* _Text passage_
- Conference: Western Conference
- Record: 7–2–1 (2–2 Western)
- Head coach: Charles Best (1st season);
- Captain: Harry G. Leslie
- Home stadium: Stuart Field

= 1902 Purdue Boilermakers football team =

American college football season

The 1902 Purdue Boilermakers football team was an American football team that represented Purdue University during the 1902 Western Conference football season. In their first season under head coach Charles Best, the Boilermakers compiled a 7–2–1 record, finished in fifth place in the Western Conference, and outscored their opponents by a total of 315 to 68. Harry G. Leslie was the team captain.

* _Source material_

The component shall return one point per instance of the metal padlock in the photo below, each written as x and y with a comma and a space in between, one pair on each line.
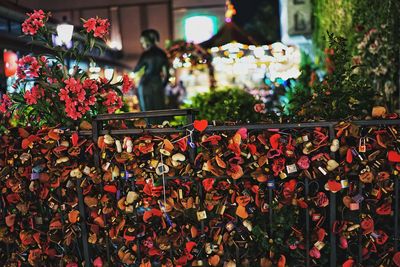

* _Written instruction_
From the 1902 Purdue football text, extract the stretch from "- Conference: Western" through "the team captain." word for word.

* _Response to this task_
- Conference: Western Conference
- Record: 7–2–1 (2–2 Western)
- Head coach: Charles Best (1st season);
- Captain: Harry G. Leslie
- Home stadium: Stuart Field

= 1902 Purdue Boilermakers football team =

American college football season

The 1902 Purdue Boilermakers football team was an American football team that represented Purdue University during the 1902 Western Conference football season. In their first season under head coach Charles Best, the Boilermakers compiled a 7–2–1 record, finished in fifth place in the Western Conference, and outscored their opponents by a total of 315 to 68. Harry G. Leslie was the team captain.